__Extracted text__:
▽

I had searched on this item in the past a few times with zero results. After Michael’s post, I logged onto the Newspapers.com site and did a search on “Doc Savage Supply.” The earliest hits were from 1961 in The Amarillo-Globe Times in Amarillo, Texas. The November 6, 1961, issue showed a Doc Savage Supply bowling team on the sports section. The team came in second place. I kept pulling on that thread and eventually found some phone numbers. I called the first number and left a message. I called a few more that looked hopeful but were dead ends.
This got me thinking about Texas as the original location, so I did some more searching. I found an address in Amarillo and a name that showed an association with Doc Savage Supply. I went to the Ancestry genealogy site and started creating a family tree. The first one did pan out, so I created a second one for another name that came up during the searched. This name was Walter Savage. That sent a little tingle down my spine. If there was ever a suitable candidate based on a name, this was it! (It turned out that my first choice was not so bad as this was one of Walter’s daughters. The married name threw me off.)
In the middle of this searching, I received a text message telling me call Doc Savage Supply in Oklahoma City and ask for Monty Savage. I called and talked to the person who answered the phone. Monty was busy so I left my name and phone number.
The link below takes you to the webpage for the Doc Savage Irrigation Supply Company in Oklahoma City, Oklahoma. The ABOUT US page has some history on the company.
Meanwhile, the Ancestry search engine was producing exciting results. One of the first documents found was Walter Savage’s draft card dated June 30, 1942, listing him as living in Fort Worth, Texas and working for Montgomery Ward. It showed that Walter Edwin Savage was born October 12, 1922, in Dorchester, Texas.
Notice Walter’s birthday! That is the same day as Lester Dent. What a coincidence!
Additional searching produced results in a couple of school yearbooks. Walter appeared in the Denison High School yearbook for the years 1939-1941.
Walter played football and basketball.
On October 12, 1942, Walter Savage and Madolyn Lee Harrison applied for a marriage license at Durant, Oklahoma. They were married the same day by a Reverend S. M. Shirley in the Church of Christ in Durant. Billy Joe Savage and James Perry, both of Fort Worth, Texas are listed as witnesses.
The Ancestry site also had multiple years of the Amarillo City Directory.
- The 1945 directory does not list Walter, but it does show Mrs. Madolyn Savage rooming at 2502 Harrison. She is working as a stenographer for the City Gas Company.
- The 1948 edition shows Walter working in the hardware department of Montgomery Ward. Madolyn L. appears as his wife, and they live in Apartment 2 at 1005 Monroe Street.
- The 1949 edition lists Walter working at the Hogan-Hamilton Supply. The couple lives at 1122 South Johnson.
- The 1951-1959 edition shows Walter working for the Hogan-Hamilton Supply as a salesman. The family address is 4115 Lipscomb.

△

__Given task 1__:
Write out everything in the passage on Doc Savage Supply from "The Ancestry site" down to "City Gas Company.".
__Given task 2__:
Please gather every line of the rows below that contains the string "bottle", matching case.
The passage on Doc Savage Supply has no connection to the rows.

__Information supplied__:
▽

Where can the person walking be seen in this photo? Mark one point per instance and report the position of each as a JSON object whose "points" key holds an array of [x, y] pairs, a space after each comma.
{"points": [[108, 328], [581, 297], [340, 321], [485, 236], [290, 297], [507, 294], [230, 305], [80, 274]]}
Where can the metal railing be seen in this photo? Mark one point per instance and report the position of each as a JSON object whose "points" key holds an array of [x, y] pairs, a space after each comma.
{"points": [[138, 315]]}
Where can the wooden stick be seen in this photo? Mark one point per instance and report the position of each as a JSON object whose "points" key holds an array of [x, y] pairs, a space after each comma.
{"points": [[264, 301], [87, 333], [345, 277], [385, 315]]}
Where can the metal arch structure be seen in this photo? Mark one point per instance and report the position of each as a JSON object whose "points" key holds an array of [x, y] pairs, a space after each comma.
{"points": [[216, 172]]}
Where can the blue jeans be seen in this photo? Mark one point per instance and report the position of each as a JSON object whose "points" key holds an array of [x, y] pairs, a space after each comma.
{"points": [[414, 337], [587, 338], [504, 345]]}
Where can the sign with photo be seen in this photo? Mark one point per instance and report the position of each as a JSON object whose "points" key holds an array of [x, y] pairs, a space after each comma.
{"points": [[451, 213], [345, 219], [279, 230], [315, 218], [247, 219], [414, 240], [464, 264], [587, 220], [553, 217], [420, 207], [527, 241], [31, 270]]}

△
▽

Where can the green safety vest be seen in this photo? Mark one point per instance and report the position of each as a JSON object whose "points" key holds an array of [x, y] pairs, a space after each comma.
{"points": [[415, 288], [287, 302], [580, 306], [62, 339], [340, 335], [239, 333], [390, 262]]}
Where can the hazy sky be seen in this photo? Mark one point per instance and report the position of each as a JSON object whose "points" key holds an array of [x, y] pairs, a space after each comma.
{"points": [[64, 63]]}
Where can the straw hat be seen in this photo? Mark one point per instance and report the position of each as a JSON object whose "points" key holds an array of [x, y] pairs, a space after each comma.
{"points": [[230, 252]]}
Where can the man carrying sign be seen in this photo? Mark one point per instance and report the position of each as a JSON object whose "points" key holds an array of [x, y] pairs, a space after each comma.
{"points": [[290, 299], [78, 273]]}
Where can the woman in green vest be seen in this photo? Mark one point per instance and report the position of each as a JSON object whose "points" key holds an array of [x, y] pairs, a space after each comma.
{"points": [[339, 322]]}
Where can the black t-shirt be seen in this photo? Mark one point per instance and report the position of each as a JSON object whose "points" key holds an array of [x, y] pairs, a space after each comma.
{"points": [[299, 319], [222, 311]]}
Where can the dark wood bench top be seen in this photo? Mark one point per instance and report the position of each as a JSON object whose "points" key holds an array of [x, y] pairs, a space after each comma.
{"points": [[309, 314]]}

△
▽

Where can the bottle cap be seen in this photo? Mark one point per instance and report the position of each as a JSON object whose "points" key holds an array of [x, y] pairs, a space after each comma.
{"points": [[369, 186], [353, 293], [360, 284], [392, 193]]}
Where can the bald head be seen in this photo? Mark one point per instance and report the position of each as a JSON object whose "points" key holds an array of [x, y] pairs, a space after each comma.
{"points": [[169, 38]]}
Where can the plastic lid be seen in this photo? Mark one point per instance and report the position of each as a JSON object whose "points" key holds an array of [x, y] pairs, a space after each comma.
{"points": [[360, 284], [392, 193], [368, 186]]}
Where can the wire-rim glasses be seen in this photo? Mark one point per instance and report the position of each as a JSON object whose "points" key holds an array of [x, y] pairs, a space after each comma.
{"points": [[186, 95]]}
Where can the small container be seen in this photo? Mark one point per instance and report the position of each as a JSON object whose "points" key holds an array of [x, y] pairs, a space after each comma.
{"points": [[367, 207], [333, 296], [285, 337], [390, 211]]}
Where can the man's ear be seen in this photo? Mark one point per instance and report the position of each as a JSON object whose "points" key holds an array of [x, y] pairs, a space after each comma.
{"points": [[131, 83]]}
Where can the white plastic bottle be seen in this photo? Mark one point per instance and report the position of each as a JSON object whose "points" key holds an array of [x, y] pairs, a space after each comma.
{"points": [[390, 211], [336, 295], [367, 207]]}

△

__Exercise result 1__:
The Ancestry site also had multiple years of the Amarillo City Directory.
- The 1945 directory does not list Walter, but it does show Mrs. Madolyn Savage rooming at 2502 Harrison. She is working as a stenographer for the City Gas Company.

__Exercise result 2__:
Where can the bottle cap be seen in this photo? Mark one point per instance and report the position of each as a JSON object whose "points" key holds an array of [x, y] pairs, a space after each comma.
Where can the white plastic bottle be seen in this photo? Mark one point per instance and report the position of each as a JSON object whose "points" key holds an array of [x, y] pairs, a space after each comma.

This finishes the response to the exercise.